• [Problem requirements]: Copy out, word for word, the lines from the one holding "of the gabled" through the end of the records, both ends included.
[start Items]
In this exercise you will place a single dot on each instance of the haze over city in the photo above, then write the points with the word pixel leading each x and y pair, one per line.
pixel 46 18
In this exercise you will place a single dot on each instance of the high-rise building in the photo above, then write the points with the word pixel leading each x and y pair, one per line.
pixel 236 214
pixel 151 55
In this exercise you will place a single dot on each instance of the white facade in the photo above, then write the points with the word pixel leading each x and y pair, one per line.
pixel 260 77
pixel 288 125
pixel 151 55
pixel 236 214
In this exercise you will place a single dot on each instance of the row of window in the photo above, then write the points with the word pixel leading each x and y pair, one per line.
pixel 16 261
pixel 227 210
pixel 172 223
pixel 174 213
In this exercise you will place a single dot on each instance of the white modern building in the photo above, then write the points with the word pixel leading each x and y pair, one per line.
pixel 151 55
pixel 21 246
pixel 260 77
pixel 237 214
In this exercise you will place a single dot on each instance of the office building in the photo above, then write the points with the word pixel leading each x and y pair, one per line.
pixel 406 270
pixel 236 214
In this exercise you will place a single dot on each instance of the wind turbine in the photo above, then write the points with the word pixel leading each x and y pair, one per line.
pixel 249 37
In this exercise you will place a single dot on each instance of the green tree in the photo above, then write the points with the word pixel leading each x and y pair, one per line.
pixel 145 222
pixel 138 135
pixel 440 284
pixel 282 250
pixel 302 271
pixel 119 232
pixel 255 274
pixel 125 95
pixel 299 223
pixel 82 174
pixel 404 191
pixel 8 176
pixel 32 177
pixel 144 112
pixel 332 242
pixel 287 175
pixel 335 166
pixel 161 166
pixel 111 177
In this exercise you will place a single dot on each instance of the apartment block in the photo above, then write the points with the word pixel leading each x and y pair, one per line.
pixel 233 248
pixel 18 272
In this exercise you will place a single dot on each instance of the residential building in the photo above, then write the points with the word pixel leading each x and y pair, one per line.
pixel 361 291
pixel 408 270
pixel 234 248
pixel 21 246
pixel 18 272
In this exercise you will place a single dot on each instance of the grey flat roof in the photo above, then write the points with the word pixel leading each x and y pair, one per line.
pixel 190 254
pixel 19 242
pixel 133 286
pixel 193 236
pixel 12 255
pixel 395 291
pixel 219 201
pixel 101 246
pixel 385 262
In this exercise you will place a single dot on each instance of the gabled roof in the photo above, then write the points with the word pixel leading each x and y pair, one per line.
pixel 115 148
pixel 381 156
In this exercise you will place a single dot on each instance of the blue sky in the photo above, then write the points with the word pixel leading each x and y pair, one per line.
[end Items]
• [Response to this exercise]:
In this exercise you will place a single dot on each instance of the gabled roof in the photo above, then write the points with the word pixel leading each x and y pair, one per line.
pixel 115 148
pixel 381 156
In this exercise you will place a single dot on each instance of the blue sky in the photo above, then write the points with the word pixel leading each x and y pair, one per line.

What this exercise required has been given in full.